She does have problems with one of her legs. In the lunging video, its an old problem thats still lurking, the less she moves, the worse she gets, so I need to keep her moving. Most of the time shes not affected by it at all, but if shes not worked oftain enough, she goes lame. We are starting treatment for it this summer to heal it right up.  In this video where Im riding though, its not the injury, but her mug thats affecting her, and that is under treatment. Had been away for 2 days where my parents forgot to clean her legs, so it was a nit worse that day. 

As an old racehorse (trotting with a sulky behind them)I think its called harness racing, but unsure. But from that her back is verry stiff in movement, and on top of that has verry stale back legs from just walking a pasture for 2 years. So shes verry stale overall. Thats why her movement is like it is  

Ohh, slow down the posting, I can see Im going fast, but was hoping I was doing it "eith her" although I loose it a little in the middle. But okey, Ill try slowing that down a little as well!  

Thank you for the help <3 

Heres a picture if its good enough


----------



## tinyliny (Oct 31, 2009)

I wish you had explained that she was a exracer, and a trotting horse. that would have explained a lot of her movement. and , she is old? I thought this was the filly from a horse you had when you were younger?

sorry, if I am getting confused.

also, what is "mug"?


----------



## Hubble (Nov 8, 2016)

> **EXERCISE INSTRUCTIONS**
Rewrite the forum thread text between "Heres a picture" and "you were younger?", inclusive, and substitute "foal" for "filly".

(Collection entries)
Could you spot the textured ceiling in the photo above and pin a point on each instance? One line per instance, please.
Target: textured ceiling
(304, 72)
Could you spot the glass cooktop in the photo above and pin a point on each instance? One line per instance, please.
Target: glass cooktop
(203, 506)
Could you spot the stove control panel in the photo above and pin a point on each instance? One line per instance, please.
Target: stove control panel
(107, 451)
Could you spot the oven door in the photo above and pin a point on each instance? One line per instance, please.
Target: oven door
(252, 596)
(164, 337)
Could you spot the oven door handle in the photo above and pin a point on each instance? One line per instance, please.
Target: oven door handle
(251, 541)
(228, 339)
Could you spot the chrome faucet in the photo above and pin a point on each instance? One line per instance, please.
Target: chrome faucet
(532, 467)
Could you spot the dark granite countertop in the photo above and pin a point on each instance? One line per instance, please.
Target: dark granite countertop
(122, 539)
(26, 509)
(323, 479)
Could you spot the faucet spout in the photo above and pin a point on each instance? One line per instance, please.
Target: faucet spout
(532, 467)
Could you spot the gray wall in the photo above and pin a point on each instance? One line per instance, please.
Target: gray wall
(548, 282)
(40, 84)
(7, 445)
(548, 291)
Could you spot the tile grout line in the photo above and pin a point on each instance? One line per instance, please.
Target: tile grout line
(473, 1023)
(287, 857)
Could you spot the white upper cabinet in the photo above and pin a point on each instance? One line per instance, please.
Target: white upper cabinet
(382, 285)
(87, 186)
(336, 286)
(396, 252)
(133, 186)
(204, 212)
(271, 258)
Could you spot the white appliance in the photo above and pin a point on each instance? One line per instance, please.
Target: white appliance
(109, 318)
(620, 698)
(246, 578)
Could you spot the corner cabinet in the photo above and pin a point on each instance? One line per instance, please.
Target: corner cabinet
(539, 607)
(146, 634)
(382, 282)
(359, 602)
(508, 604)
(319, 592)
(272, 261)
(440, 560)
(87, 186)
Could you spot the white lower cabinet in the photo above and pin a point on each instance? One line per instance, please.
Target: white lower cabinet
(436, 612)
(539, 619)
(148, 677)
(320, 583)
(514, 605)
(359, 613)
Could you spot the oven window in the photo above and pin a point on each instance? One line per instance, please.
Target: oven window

> **ANSWER BELOW**
Heres a picture if its good enough


----------



## tinyliny (Oct 31, 2009)

I wish you had explained that she was a exracer, and a trotting horse. that would have explained a lot of her movement. and , she is old? I thought this was the foal from a horse you had when you were younger?